§ **Work to complete**
Repeat exactly the lines from the one containing "[indicate] group of" through the last line of the records below, both included, and nothing else.

Position identification records
╔══

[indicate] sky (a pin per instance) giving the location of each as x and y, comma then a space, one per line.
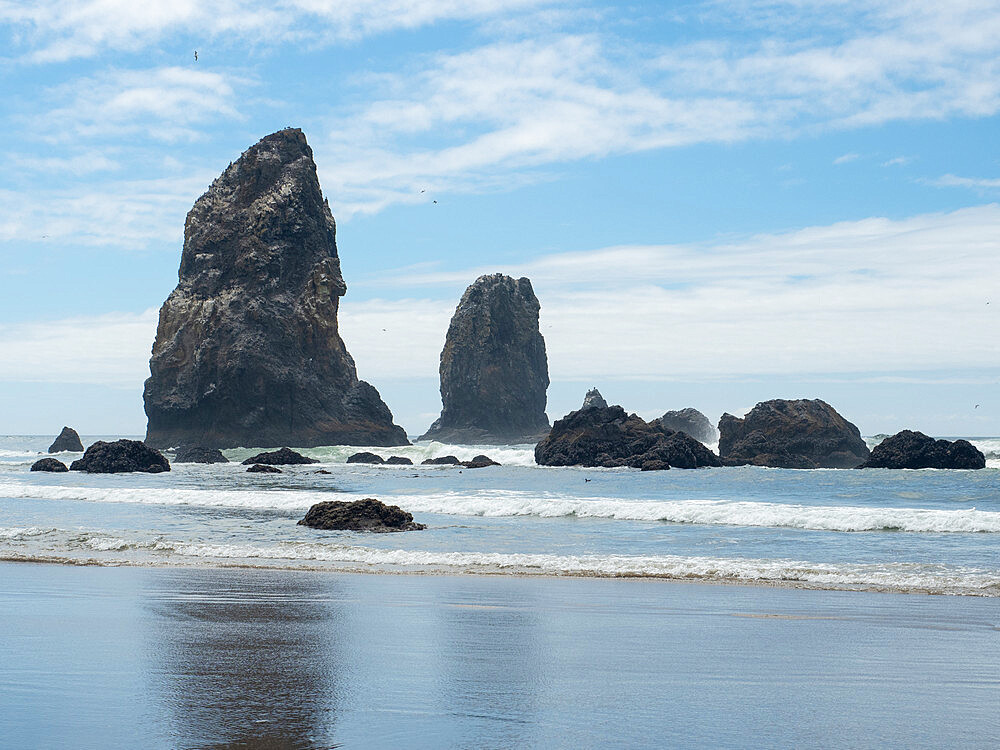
717, 202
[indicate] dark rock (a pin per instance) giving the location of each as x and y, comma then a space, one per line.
247, 349
264, 469
279, 458
48, 464
68, 440
594, 400
365, 458
199, 454
361, 515
493, 367
691, 421
798, 434
121, 456
915, 450
610, 437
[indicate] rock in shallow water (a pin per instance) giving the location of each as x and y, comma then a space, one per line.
915, 450
121, 456
361, 515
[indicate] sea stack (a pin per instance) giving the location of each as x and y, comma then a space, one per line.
247, 349
494, 373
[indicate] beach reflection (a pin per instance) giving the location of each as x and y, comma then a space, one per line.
247, 660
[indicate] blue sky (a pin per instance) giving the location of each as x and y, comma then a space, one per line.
718, 202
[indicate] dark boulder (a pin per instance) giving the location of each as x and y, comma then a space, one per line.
915, 450
121, 456
279, 458
365, 458
494, 372
791, 434
361, 515
199, 454
48, 464
247, 349
263, 469
610, 437
68, 440
691, 421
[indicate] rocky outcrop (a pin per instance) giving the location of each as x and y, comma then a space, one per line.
199, 454
610, 437
361, 515
280, 458
48, 464
691, 421
494, 373
247, 349
121, 456
796, 434
915, 450
68, 440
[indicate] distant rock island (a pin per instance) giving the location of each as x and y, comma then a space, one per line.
494, 372
247, 349
791, 434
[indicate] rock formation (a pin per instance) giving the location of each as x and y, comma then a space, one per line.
120, 456
798, 434
493, 367
247, 349
48, 464
280, 458
691, 421
361, 515
610, 437
199, 454
915, 450
68, 440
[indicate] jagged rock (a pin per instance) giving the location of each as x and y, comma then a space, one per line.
361, 515
691, 421
264, 469
796, 434
610, 437
199, 454
247, 349
120, 456
279, 458
365, 458
594, 400
48, 464
915, 450
68, 440
493, 367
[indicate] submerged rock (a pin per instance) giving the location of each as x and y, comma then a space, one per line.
361, 515
915, 450
791, 434
247, 349
68, 440
691, 421
280, 457
121, 456
199, 454
494, 372
48, 464
610, 437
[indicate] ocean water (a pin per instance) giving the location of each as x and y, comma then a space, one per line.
877, 530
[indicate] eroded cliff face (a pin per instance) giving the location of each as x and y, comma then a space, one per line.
247, 349
494, 372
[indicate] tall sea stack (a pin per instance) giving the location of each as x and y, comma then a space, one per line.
247, 350
494, 373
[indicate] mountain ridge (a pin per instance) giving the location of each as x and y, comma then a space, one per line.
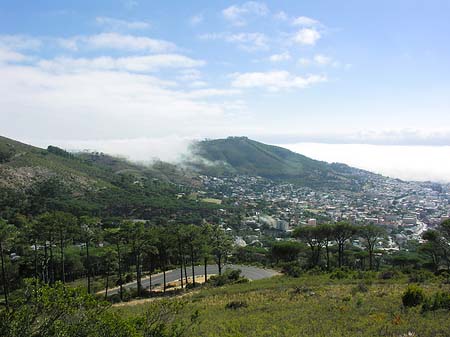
241, 155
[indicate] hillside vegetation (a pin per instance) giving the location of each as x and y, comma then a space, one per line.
240, 155
34, 180
360, 304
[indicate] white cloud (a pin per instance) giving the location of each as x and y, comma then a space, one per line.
105, 104
147, 63
7, 55
237, 15
196, 19
304, 61
20, 42
246, 41
393, 161
130, 4
281, 15
275, 80
322, 59
115, 41
307, 36
305, 21
120, 25
285, 56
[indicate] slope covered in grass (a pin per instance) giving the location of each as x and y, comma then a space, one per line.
311, 306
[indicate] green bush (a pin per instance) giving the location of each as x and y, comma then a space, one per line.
339, 274
440, 300
413, 296
229, 277
388, 274
420, 276
236, 305
292, 269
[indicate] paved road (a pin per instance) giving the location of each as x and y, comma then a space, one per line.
252, 273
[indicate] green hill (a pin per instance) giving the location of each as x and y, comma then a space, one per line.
240, 155
33, 180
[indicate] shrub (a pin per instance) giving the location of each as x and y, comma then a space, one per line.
292, 269
413, 296
229, 277
339, 274
236, 305
360, 288
420, 276
388, 274
440, 300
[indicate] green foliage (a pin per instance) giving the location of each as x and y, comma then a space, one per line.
339, 274
439, 300
63, 312
286, 250
292, 269
240, 155
236, 305
229, 277
413, 296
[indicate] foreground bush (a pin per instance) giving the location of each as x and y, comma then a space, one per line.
61, 311
413, 296
229, 277
440, 300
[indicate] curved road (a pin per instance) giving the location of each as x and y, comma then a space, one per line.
252, 273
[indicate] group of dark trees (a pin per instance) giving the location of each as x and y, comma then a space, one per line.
57, 246
322, 236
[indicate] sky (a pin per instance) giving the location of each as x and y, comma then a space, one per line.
361, 82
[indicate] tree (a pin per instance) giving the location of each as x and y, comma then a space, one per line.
191, 235
286, 251
7, 232
89, 232
205, 248
371, 234
109, 260
116, 237
326, 235
221, 246
342, 232
64, 224
311, 236
136, 238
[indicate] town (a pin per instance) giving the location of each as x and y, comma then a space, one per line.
406, 209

╚══

§ **Result of this exercise**
[indicate] group of dark trees (a pin per instance) giving the location of each as x and y, comma then a space, one per line.
57, 246
322, 236
[indicate] sky (a pin per instance) giving the location of each as x and y, comma then a space, one per line.
361, 82
[indicate] tree (a pin per instance) giving the location of each as x and y, comma then a space, one per line.
191, 235
286, 251
7, 232
89, 232
205, 248
371, 234
109, 260
116, 237
326, 235
221, 246
342, 232
64, 224
311, 236
136, 238
[indicate] town (a pin per instance) giving the location of each as x and y, comma then a space, one per line.
406, 209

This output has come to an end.